*Task requirements*:
Check every line of the data below for "Kindly". Copy each one that has it.

Source material START

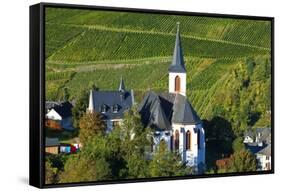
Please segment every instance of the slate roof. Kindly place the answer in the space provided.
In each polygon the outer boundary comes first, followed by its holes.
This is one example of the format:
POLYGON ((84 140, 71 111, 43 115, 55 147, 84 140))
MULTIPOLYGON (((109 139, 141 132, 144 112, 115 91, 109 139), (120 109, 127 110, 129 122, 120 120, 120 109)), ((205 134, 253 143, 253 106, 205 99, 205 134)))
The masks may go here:
POLYGON ((172 123, 201 123, 192 105, 181 94, 157 94, 150 91, 139 105, 138 111, 145 126, 159 131, 171 130, 172 123))
POLYGON ((53 109, 64 119, 72 116, 72 104, 69 101, 55 105, 53 109))
POLYGON ((183 51, 182 51, 181 40, 180 40, 179 23, 178 23, 178 28, 177 28, 173 61, 169 67, 169 72, 186 73, 186 69, 185 69, 185 65, 184 65, 184 58, 183 58, 183 51))
POLYGON ((262 146, 259 146, 258 143, 247 143, 245 146, 253 154, 271 156, 271 144, 263 144, 262 146))
POLYGON ((258 154, 266 155, 266 156, 271 156, 271 144, 267 145, 265 148, 260 150, 258 154))
POLYGON ((52 147, 52 146, 58 146, 60 145, 58 138, 48 138, 45 139, 45 146, 46 147, 52 147))
POLYGON ((130 91, 92 91, 91 93, 94 111, 100 112, 104 120, 123 118, 124 112, 133 105, 130 91))
POLYGON ((258 142, 271 143, 271 128, 270 127, 260 127, 252 128, 244 133, 244 136, 249 136, 255 140, 258 138, 258 142), (260 136, 259 136, 260 135, 260 136))

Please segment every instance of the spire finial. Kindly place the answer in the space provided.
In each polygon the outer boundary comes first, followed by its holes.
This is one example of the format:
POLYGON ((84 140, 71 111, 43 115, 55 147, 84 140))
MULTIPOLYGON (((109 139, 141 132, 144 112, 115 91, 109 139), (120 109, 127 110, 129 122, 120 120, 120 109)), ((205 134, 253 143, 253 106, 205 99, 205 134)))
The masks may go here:
POLYGON ((177 31, 180 30, 180 22, 177 22, 177 31))
POLYGON ((123 80, 123 75, 121 75, 120 84, 119 84, 119 91, 125 91, 125 83, 123 80))

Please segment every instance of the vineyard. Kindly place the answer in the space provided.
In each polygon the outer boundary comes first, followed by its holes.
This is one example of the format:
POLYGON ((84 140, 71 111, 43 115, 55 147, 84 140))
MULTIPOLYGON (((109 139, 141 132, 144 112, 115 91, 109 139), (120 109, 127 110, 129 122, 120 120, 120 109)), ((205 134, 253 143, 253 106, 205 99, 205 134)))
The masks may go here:
MULTIPOLYGON (((265 61, 270 65, 268 21, 47 8, 46 98, 61 99, 67 89, 69 99, 75 100, 93 85, 117 89, 121 76, 138 102, 147 90, 167 91, 176 22, 188 99, 203 119, 211 118, 219 104, 230 107, 221 97, 236 99, 226 90, 239 92, 236 79, 247 81, 248 58, 255 60, 253 76, 262 72, 265 61)), ((269 78, 255 79, 245 93, 261 107, 269 78)))

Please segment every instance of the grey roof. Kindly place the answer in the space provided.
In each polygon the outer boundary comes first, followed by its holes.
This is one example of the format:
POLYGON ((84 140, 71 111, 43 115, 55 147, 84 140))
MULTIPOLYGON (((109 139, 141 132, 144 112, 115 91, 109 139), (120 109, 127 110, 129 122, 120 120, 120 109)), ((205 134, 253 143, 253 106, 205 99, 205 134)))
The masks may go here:
POLYGON ((46 137, 45 139, 45 146, 46 147, 52 147, 52 146, 58 146, 60 144, 58 138, 49 138, 46 137))
POLYGON ((246 149, 250 150, 253 154, 258 153, 266 147, 266 145, 259 146, 258 143, 247 143, 245 144, 246 149))
POLYGON ((45 101, 45 109, 46 109, 46 111, 48 111, 59 104, 60 104, 60 102, 56 102, 56 101, 45 101))
POLYGON ((190 102, 181 94, 176 94, 172 122, 183 124, 198 124, 201 123, 196 111, 193 109, 190 102))
POLYGON ((91 93, 93 109, 100 112, 104 120, 121 119, 124 111, 133 105, 130 91, 92 91, 91 93), (102 112, 103 108, 105 108, 105 112, 102 112))
POLYGON ((201 123, 189 101, 180 94, 148 92, 138 107, 145 126, 171 130, 172 123, 201 123))
POLYGON ((121 80, 120 80, 120 84, 119 84, 119 91, 125 91, 125 83, 124 83, 124 80, 123 80, 123 77, 121 77, 121 80))
POLYGON ((266 156, 271 156, 271 144, 267 145, 265 148, 260 150, 258 154, 266 155, 266 156))
POLYGON ((186 73, 183 52, 181 47, 179 24, 177 28, 177 36, 175 42, 173 61, 169 67, 169 72, 186 73))
POLYGON ((72 116, 72 104, 69 101, 62 102, 59 105, 55 105, 53 109, 62 117, 67 118, 72 116))
POLYGON ((260 146, 258 143, 247 143, 245 144, 245 146, 253 154, 271 156, 271 144, 263 144, 262 146, 260 146))
MULTIPOLYGON (((259 127, 250 128, 244 133, 244 136, 249 136, 253 139, 258 138, 258 142, 271 143, 271 128, 270 127, 259 127)), ((255 140, 256 141, 256 140, 255 140)))

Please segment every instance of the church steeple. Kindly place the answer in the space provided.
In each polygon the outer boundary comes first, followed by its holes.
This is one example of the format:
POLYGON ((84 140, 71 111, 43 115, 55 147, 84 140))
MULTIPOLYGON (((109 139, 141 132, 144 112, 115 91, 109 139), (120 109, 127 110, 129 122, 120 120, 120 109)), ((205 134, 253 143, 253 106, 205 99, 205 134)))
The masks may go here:
POLYGON ((186 93, 186 69, 181 47, 179 23, 177 23, 173 60, 169 67, 169 93, 181 94, 183 96, 186 93))
POLYGON ((94 112, 93 90, 90 90, 88 112, 90 113, 94 112))
POLYGON ((182 47, 181 47, 179 22, 177 23, 175 49, 174 49, 173 61, 169 67, 169 72, 186 73, 182 47))
POLYGON ((124 92, 126 89, 125 89, 125 83, 124 83, 124 80, 123 80, 123 77, 121 76, 121 80, 120 80, 120 84, 119 84, 119 89, 118 89, 120 92, 124 92))

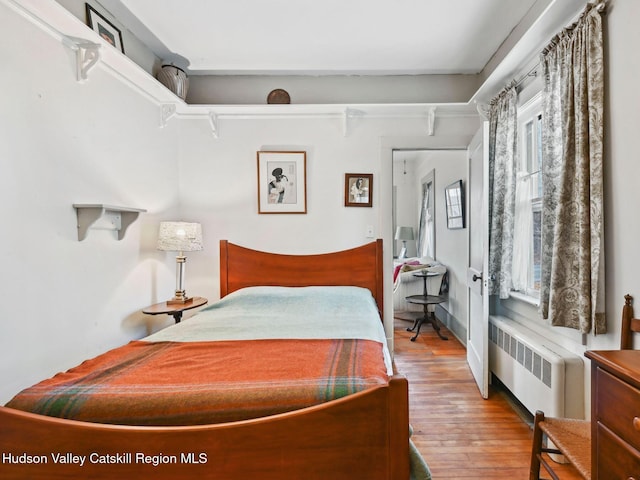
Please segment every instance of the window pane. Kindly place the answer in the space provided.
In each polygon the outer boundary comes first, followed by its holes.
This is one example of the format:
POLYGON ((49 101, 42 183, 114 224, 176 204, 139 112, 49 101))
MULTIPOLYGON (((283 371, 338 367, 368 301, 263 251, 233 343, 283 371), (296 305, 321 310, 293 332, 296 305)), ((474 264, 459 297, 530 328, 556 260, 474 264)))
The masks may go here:
POLYGON ((525 158, 523 167, 529 173, 533 172, 533 170, 531 170, 531 164, 533 162, 533 140, 533 122, 527 122, 524 126, 525 158))
MULTIPOLYGON (((542 225, 542 95, 534 96, 519 111, 518 115, 518 176, 516 199, 516 225, 521 236, 518 245, 519 261, 514 260, 513 288, 537 297, 541 286, 541 225, 542 225), (526 193, 525 193, 526 191, 526 193), (528 196, 525 202, 524 198, 528 196), (520 203, 518 203, 520 202, 520 203), (526 218, 525 218, 526 217, 526 218), (519 221, 520 220, 520 221, 519 221), (526 268, 526 271, 523 269, 526 268)), ((515 258, 514 246, 514 258, 515 258)))
POLYGON ((542 212, 534 207, 533 211, 533 229, 532 229, 532 244, 533 244, 533 268, 531 269, 531 288, 540 291, 540 263, 541 263, 541 233, 542 230, 542 212))

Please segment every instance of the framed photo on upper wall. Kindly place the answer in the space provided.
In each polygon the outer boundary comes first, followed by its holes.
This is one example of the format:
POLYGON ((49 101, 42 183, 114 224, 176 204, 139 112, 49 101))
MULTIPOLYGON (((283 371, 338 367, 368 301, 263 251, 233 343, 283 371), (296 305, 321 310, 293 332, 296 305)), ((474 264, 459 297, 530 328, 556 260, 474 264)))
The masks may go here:
POLYGON ((444 189, 447 205, 447 228, 464 228, 464 188, 462 180, 453 182, 444 189))
POLYGON ((373 174, 344 174, 344 206, 370 207, 373 205, 373 174))
POLYGON ((87 25, 100 37, 116 47, 124 53, 124 44, 122 43, 122 32, 109 20, 104 18, 88 3, 85 4, 87 9, 87 25))
POLYGON ((258 152, 258 213, 307 213, 307 152, 258 152))

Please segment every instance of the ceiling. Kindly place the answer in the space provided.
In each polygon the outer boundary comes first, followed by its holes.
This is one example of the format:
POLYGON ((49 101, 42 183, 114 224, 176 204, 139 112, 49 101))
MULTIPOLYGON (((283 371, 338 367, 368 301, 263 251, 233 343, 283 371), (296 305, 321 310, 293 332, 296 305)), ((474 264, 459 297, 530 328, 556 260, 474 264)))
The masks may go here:
POLYGON ((162 60, 211 75, 480 72, 536 0, 100 0, 162 60))

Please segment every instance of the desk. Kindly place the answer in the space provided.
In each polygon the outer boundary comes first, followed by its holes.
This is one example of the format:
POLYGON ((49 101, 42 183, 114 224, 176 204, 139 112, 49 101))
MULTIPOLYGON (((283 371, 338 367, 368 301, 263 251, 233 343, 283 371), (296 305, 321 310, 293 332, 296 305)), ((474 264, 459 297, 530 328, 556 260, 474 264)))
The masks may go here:
POLYGON ((172 315, 175 322, 180 323, 180 320, 182 320, 182 312, 185 310, 191 310, 192 308, 201 307, 207 302, 208 300, 204 297, 193 297, 188 302, 172 303, 170 305, 167 304, 167 302, 160 302, 155 305, 148 306, 142 310, 142 313, 146 313, 147 315, 172 315))
POLYGON ((410 295, 406 297, 407 302, 423 306, 423 315, 415 319, 412 327, 407 328, 407 332, 413 332, 414 330, 416 331, 415 335, 411 337, 412 342, 415 342, 416 338, 418 338, 418 335, 420 334, 420 328, 425 322, 430 323, 433 326, 433 329, 438 334, 438 337, 440 337, 442 340, 449 340, 448 337, 445 337, 444 335, 442 335, 442 333, 440 333, 440 325, 438 325, 438 319, 436 318, 435 313, 429 312, 429 305, 437 305, 446 301, 446 297, 444 295, 429 295, 429 292, 427 291, 427 278, 435 277, 437 275, 442 275, 442 273, 420 270, 419 272, 415 272, 413 274, 414 277, 422 278, 424 285, 422 289, 422 295, 410 295))

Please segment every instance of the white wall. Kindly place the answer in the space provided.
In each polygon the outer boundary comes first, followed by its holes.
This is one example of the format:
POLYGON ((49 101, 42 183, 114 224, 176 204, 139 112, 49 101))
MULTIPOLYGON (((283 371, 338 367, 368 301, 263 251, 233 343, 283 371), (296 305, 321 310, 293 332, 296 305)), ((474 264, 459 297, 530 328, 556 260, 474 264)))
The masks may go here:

Source material END

*Reply to the exercise*:
Please segment every instance of the slate roof. Kindly place the answer in the space provided.
Please segment every instance of the spire finial. Kindly place the answer in the space provided.
Please segment every instance of the vineyard. Kindly place the answer in the space provided.
Please segment every instance of the grey roof. Kindly place the answer in the space provided.
Please segment every instance of the church steeple. Kindly place the answer in the space provided.
Please segment every instance of the window pane. Kindly place the answer in the space provided.
Please segment every instance of the framed photo on upper wall. Kindly place the answer in the space provided.
Please segment every instance of the ceiling. Kindly place the answer in the space provided.
Please segment every instance of the desk. Kindly place the answer in the space provided.
Please segment every instance of the white wall. Kindly place the answer in the space provided.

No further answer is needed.